Find the string "stadium" in the data, then copy every line where it is found.

*** Block opens ***

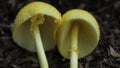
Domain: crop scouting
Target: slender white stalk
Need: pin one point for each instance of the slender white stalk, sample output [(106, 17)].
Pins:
[(74, 46), (40, 50)]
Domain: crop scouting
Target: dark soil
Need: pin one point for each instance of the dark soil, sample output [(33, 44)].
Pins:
[(106, 55)]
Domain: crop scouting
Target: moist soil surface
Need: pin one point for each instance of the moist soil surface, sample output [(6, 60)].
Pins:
[(106, 54)]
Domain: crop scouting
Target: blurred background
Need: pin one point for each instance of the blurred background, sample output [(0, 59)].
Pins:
[(106, 55)]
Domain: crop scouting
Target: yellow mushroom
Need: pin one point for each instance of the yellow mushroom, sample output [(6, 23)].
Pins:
[(35, 28), (77, 36)]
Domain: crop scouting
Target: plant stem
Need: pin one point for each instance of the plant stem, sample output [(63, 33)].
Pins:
[(40, 50), (74, 47)]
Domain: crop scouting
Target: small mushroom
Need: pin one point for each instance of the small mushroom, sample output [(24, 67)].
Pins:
[(77, 36), (35, 29)]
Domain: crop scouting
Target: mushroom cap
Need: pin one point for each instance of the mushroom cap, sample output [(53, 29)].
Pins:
[(88, 33), (22, 34)]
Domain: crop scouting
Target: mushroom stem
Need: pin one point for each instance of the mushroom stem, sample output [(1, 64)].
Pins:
[(40, 50), (74, 47)]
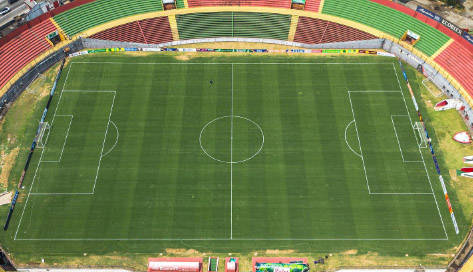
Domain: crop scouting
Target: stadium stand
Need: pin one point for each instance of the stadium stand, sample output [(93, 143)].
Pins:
[(24, 48), (317, 31), (151, 31), (458, 61), (92, 14), (356, 10), (251, 3), (312, 5), (233, 24)]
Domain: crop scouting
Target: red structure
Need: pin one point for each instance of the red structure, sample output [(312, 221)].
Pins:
[(231, 266), (317, 31), (275, 260), (24, 48), (152, 31), (175, 265), (458, 61), (252, 3)]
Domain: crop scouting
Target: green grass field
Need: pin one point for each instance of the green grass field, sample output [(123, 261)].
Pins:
[(310, 154)]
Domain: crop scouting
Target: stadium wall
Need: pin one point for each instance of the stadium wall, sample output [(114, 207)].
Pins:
[(409, 54), (369, 44)]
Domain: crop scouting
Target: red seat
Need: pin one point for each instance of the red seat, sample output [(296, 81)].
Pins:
[(21, 50), (251, 3), (151, 31)]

*** Block closes ***

→ Response to this task
Target: stadium stand
Need: pin one point for each instance of the stadium stand, sample output [(93, 143)].
Target: stadium wall
Need: pin one point for each instance of the stadium wall, sample output [(114, 207)].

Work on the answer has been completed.